━━━━━ Material supplied ━━━━━

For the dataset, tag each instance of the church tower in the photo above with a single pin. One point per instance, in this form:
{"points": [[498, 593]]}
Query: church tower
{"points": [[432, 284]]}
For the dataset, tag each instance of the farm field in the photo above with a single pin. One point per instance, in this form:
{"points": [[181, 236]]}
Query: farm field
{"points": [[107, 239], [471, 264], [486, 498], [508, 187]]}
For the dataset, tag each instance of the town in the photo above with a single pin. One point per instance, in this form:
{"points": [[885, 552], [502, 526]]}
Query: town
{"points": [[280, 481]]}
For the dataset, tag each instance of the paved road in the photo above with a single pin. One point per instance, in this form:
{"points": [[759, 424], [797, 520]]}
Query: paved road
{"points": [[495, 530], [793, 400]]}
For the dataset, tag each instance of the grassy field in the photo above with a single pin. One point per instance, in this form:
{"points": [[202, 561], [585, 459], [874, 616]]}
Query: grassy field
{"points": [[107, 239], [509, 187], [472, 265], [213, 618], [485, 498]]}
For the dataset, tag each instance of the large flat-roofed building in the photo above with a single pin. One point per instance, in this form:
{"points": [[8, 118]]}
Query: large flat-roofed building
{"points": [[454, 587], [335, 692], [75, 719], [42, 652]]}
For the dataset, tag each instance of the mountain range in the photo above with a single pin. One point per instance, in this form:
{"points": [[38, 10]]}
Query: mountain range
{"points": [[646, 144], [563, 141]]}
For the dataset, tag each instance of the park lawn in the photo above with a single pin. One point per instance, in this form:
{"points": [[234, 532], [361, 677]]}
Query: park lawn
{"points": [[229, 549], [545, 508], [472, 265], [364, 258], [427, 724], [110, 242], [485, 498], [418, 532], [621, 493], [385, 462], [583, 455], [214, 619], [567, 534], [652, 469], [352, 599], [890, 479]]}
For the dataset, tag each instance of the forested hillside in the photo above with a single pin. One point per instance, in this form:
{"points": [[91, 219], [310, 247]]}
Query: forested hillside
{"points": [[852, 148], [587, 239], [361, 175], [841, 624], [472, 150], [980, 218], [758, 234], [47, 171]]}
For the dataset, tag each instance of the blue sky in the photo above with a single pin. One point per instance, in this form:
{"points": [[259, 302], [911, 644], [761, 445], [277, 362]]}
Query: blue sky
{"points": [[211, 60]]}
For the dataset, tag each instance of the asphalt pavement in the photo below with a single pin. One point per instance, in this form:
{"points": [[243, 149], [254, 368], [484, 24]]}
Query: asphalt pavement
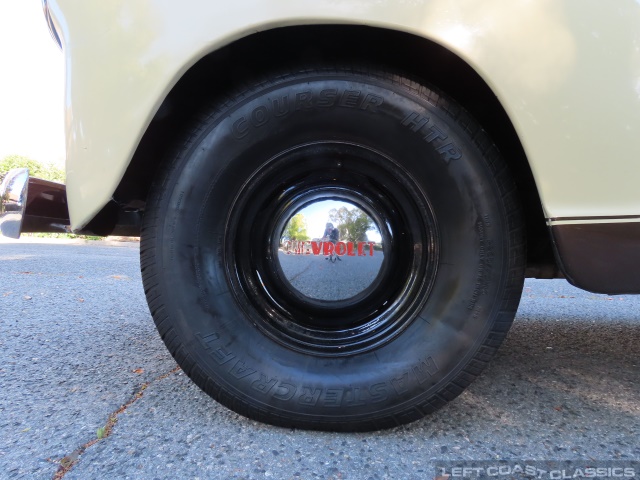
{"points": [[88, 389]]}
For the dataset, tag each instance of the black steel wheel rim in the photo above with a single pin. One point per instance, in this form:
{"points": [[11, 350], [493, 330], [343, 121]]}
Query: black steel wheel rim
{"points": [[356, 175]]}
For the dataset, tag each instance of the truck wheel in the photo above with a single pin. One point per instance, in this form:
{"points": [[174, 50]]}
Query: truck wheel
{"points": [[431, 250]]}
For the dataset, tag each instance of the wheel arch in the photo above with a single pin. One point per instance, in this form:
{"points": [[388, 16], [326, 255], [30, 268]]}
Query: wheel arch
{"points": [[222, 70]]}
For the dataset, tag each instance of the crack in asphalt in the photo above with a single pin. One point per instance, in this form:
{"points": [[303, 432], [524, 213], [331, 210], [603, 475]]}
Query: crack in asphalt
{"points": [[69, 461]]}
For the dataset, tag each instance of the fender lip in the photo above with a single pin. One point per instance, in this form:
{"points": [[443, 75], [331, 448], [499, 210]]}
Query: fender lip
{"points": [[29, 204]]}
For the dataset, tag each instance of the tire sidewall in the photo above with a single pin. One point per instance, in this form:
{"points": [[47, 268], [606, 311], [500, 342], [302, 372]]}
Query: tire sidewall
{"points": [[467, 297]]}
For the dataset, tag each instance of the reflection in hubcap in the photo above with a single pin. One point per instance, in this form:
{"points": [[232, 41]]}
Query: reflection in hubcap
{"points": [[330, 250]]}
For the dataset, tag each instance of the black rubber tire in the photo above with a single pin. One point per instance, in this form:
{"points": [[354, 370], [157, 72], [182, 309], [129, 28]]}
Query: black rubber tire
{"points": [[465, 292]]}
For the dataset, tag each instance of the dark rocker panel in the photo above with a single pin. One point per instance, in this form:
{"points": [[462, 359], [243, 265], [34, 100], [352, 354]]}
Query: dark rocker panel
{"points": [[602, 257]]}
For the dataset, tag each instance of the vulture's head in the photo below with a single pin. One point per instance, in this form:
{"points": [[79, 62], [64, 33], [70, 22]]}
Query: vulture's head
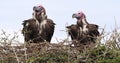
{"points": [[79, 15], [39, 12]]}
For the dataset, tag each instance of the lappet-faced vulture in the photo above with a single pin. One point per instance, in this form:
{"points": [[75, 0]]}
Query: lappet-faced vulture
{"points": [[83, 31], [39, 28]]}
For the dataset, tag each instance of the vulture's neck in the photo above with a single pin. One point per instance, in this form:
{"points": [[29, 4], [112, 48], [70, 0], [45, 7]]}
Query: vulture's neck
{"points": [[82, 22]]}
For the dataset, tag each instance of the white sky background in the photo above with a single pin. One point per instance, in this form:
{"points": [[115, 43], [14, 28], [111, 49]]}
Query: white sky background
{"points": [[102, 12]]}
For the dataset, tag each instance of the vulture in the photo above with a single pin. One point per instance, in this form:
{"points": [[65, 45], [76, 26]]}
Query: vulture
{"points": [[83, 31], [39, 28]]}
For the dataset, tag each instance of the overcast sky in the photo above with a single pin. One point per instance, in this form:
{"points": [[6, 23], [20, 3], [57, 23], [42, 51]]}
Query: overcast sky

━━━━━

Set exercise: Your copy of the data should match it exactly, except that pictures are left out.

Task solution:
For the dataset, tag each instance of the church tower in the photo above with a single pin. One point per instance, in this form:
{"points": [[498, 593]]}
Query: church tower
{"points": [[432, 284]]}
For the dataset, tag each instance of the farm field in the photo above with a single pin. One point per instance, in this form:
{"points": [[181, 236]]}
Query: farm field
{"points": [[107, 239], [471, 264], [486, 498], [508, 187]]}
For the dataset, tag each instance of the town in the photo above with a single pin. One point per instance, in this form:
{"points": [[885, 552], [502, 526]]}
Query: town
{"points": [[280, 481]]}
For the dataset, tag each instance of the paved road in the photo above with a single pin. One point per instance, in this form:
{"points": [[759, 424], [797, 520]]}
Query: paved road
{"points": [[495, 530], [793, 400]]}
For the dataset, tag each instance of the grassy field in the photo above with a single pin. One point per instance, in this form:
{"points": [[202, 561], [585, 459], [874, 616]]}
Query: grassy field
{"points": [[107, 239], [509, 187], [472, 265], [213, 618], [485, 498]]}
For the dataset, tag each instance of the large flat-roofed building in the photo above with a single pin. One point per instance, in this form:
{"points": [[8, 118]]}
Query: large flat-roofed building
{"points": [[454, 587], [335, 692], [75, 719], [42, 652]]}
For the dataset, tag each instance of the mountain range in the photo above with a single pin. One point per instance, in this form:
{"points": [[38, 10]]}
Query: mountain range
{"points": [[646, 144], [563, 141]]}
For the dataset, tag each instance of the park lawn in the photo above with a single pin. One point per instance, in this form:
{"points": [[234, 532], [361, 677]]}
Query: park lawn
{"points": [[229, 549], [545, 508], [472, 265], [364, 258], [427, 724], [110, 242], [485, 498], [418, 532], [621, 493], [385, 462], [583, 455], [214, 619], [567, 534], [652, 469], [352, 599], [890, 479]]}
For the dataset, tag each instance of the forested hillside in the photo above with a single pin. One point per instance, in this form:
{"points": [[91, 219], [310, 247]]}
Query: forested hillside
{"points": [[852, 148], [587, 239], [361, 175], [841, 624], [472, 150], [980, 218], [758, 234], [47, 171]]}
For the dataset, tag each instance of the blue sky in the photo above with a single pin. One point per instance, in this form:
{"points": [[259, 302], [911, 644], [761, 445], [277, 362]]}
Query: blue sky
{"points": [[211, 60]]}
For the dataset, tag each instance of the asphalt pavement in the photo below with a single pin. One point per instance, in this form:
{"points": [[243, 149], [254, 368], [484, 24]]}
Query: asphalt pavement
{"points": [[88, 389]]}
For the dataset, tag each instance of the black steel wheel rim in the photo above with a single pin. One point per instance, in this form:
{"points": [[11, 350], [493, 330], [343, 121]]}
Query: black steel wheel rim
{"points": [[356, 175]]}
For the dataset, tag each instance of the truck wheel in the photo above with a single pin. One point per instance, in this form:
{"points": [[174, 50]]}
Query: truck wheel
{"points": [[431, 250]]}
For the dataset, tag each instance of the wheel arch in the photo above with a single pin. One point per instance, in this form:
{"points": [[388, 16], [326, 255], [30, 268]]}
Query: wheel arch
{"points": [[222, 70]]}
For the dataset, tag each instance of the crack in asphalt in the photo above with a single pin. One point per instance, in this form:
{"points": [[303, 432], [524, 213], [331, 210], [603, 475]]}
Query: crack in asphalt
{"points": [[69, 461]]}
For the dataset, tag each instance of the fender lip in the photo above with a single pin. One point per instance, in this form:
{"points": [[443, 75], [331, 448], [499, 210]]}
Query: fender lip
{"points": [[29, 204]]}
For the dataset, tag each instance of the tire sidewall in the photo above with a single pin. One point per instance, in this form:
{"points": [[47, 268], [606, 311], [500, 342], [302, 372]]}
Query: tire sidewall
{"points": [[467, 297]]}
For the dataset, tag each instance of the reflection in hubcap in the photo above with a single pin. One point per instance, in this form:
{"points": [[232, 41]]}
Query: reflection in hubcap
{"points": [[330, 250]]}
For the dataset, tag each instance of the black rubber tire in the photo above with a single pin. One point per instance, in this form:
{"points": [[354, 370], [157, 72], [182, 309], [129, 28]]}
Query: black rubber tire
{"points": [[465, 292]]}
For the dataset, tag each instance of the dark rocker panel in the photo above with a single pin. One point per instance, in this form:
{"points": [[462, 359], [243, 265], [34, 100], [352, 354]]}
Query: dark rocker panel
{"points": [[602, 257]]}
For the dataset, tag each instance of the vulture's head in the photo below with a single pin. One point per instance, in this form:
{"points": [[79, 62], [64, 33], [70, 22]]}
Query: vulture's head
{"points": [[79, 15], [39, 12]]}
For the dataset, tag each instance of the lappet-faced vulture in the photo above with a single pin. One point per instance, in this form:
{"points": [[75, 0]]}
Query: lappet-faced vulture
{"points": [[83, 31], [39, 28]]}
For the dataset, tag each instance of the vulture's neck in the photo above with a single pin. One point per instance, in this form:
{"points": [[29, 4], [112, 48], [70, 0], [45, 7]]}
Query: vulture's neck
{"points": [[82, 22]]}
For the dataset, tag each instance of the white sky background in the photo above with a single pin. One point per instance, in this form:
{"points": [[115, 43], [14, 28], [111, 49]]}
Query: white sky background
{"points": [[102, 12]]}
For the dataset, tag each instance of the vulture in the photo above with a single pin. One point per instance, in this form:
{"points": [[65, 45], [76, 26]]}
Query: vulture
{"points": [[83, 31], [39, 28]]}
For the dataset, tag each instance of the overcast sky in the photo above with a single pin. One point per instance, in this form:
{"points": [[6, 23], [20, 3], [57, 23], [42, 51]]}
Query: overcast sky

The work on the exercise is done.